Reproduce verbatim the stretch of the listing from the line containing "[mark] stone seawall" through the end of the listing, including both ends.
— begin Material provided —
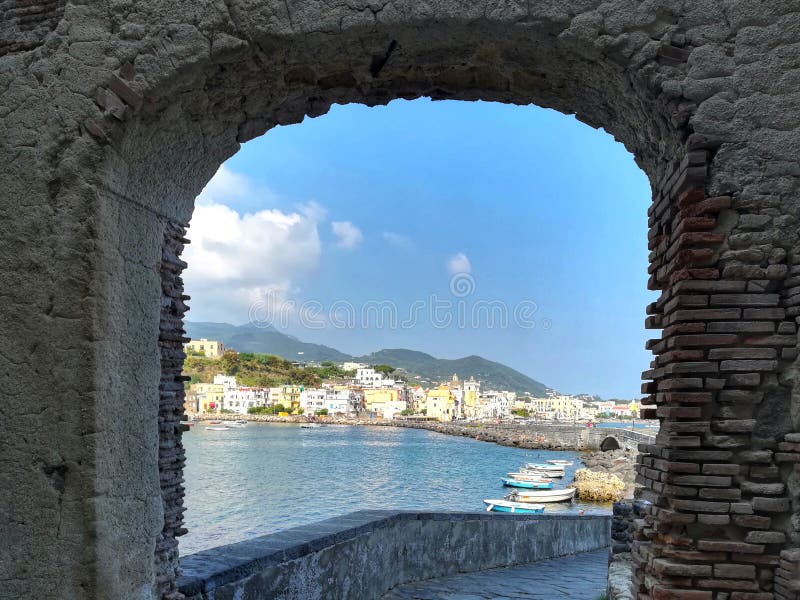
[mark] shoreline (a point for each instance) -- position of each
(528, 437)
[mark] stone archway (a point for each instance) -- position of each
(610, 443)
(115, 116)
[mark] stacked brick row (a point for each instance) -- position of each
(625, 512)
(171, 458)
(715, 529)
(787, 573)
(25, 23)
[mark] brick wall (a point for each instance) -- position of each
(716, 477)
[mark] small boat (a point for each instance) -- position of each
(529, 477)
(554, 471)
(529, 485)
(545, 474)
(565, 495)
(544, 467)
(498, 505)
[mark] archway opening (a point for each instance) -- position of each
(610, 443)
(358, 217)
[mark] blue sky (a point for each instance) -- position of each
(539, 215)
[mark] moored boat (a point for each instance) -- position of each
(544, 472)
(530, 485)
(544, 466)
(529, 477)
(564, 495)
(499, 505)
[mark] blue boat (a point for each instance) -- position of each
(520, 508)
(530, 485)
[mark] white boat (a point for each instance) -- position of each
(557, 472)
(565, 495)
(498, 505)
(529, 477)
(544, 466)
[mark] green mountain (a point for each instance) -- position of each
(429, 369)
(249, 338)
(418, 367)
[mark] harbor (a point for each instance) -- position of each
(261, 478)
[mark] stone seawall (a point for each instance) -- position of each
(534, 436)
(364, 554)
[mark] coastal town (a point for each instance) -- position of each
(376, 391)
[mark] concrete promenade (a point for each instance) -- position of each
(577, 577)
(534, 436)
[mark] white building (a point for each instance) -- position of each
(368, 377)
(336, 401)
(313, 400)
(494, 405)
(228, 382)
(342, 401)
(239, 399)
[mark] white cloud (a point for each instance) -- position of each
(229, 187)
(459, 263)
(236, 259)
(349, 235)
(397, 239)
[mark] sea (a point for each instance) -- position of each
(264, 477)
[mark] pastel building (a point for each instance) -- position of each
(240, 399)
(208, 348)
(384, 402)
(206, 397)
(440, 403)
(288, 395)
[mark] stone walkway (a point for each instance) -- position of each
(578, 577)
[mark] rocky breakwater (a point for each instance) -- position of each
(619, 463)
(529, 436)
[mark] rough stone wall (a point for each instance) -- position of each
(720, 504)
(171, 456)
(25, 23)
(367, 553)
(115, 117)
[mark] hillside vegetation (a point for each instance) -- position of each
(417, 367)
(258, 370)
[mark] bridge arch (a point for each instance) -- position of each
(116, 119)
(610, 443)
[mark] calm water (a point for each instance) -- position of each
(261, 478)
— end Material provided —
§ Response to the task:
[mark] stone seawall (a point for each instance) -- position of each
(534, 436)
(364, 554)
[mark] coastal town (a point for each instance) -- position of each
(376, 391)
[mark] concrete promenade (a point for each instance) -- position of each
(577, 577)
(534, 436)
[mark] white building (a point for each instance) -- position of each
(368, 377)
(336, 401)
(313, 400)
(494, 405)
(228, 382)
(342, 401)
(239, 399)
[mark] white cloud (a point for each instance) -- position of each
(229, 187)
(459, 263)
(236, 259)
(349, 235)
(397, 239)
[mark] sea (a point for each instance) -- position of each
(264, 477)
[mark] pastel building (a point for each instance) -- position of each
(240, 399)
(208, 348)
(384, 402)
(206, 397)
(440, 403)
(288, 395)
[mark] stone walkway (a point for each instance) -- position of each
(578, 577)
[mark] rocky breakwater (a point for each instance) -- position of each
(619, 463)
(529, 436)
[mark] rough stone wall (a point for each instance) -- position of each
(720, 504)
(171, 456)
(25, 23)
(367, 553)
(115, 117)
[mark] hillside vegetation (a point for each instance) -- position of each
(417, 367)
(258, 370)
[mark] bridge arch (a point for each instance) -- position of each
(116, 119)
(610, 443)
[mark] calm water (a point for each instance) -- position of each
(261, 478)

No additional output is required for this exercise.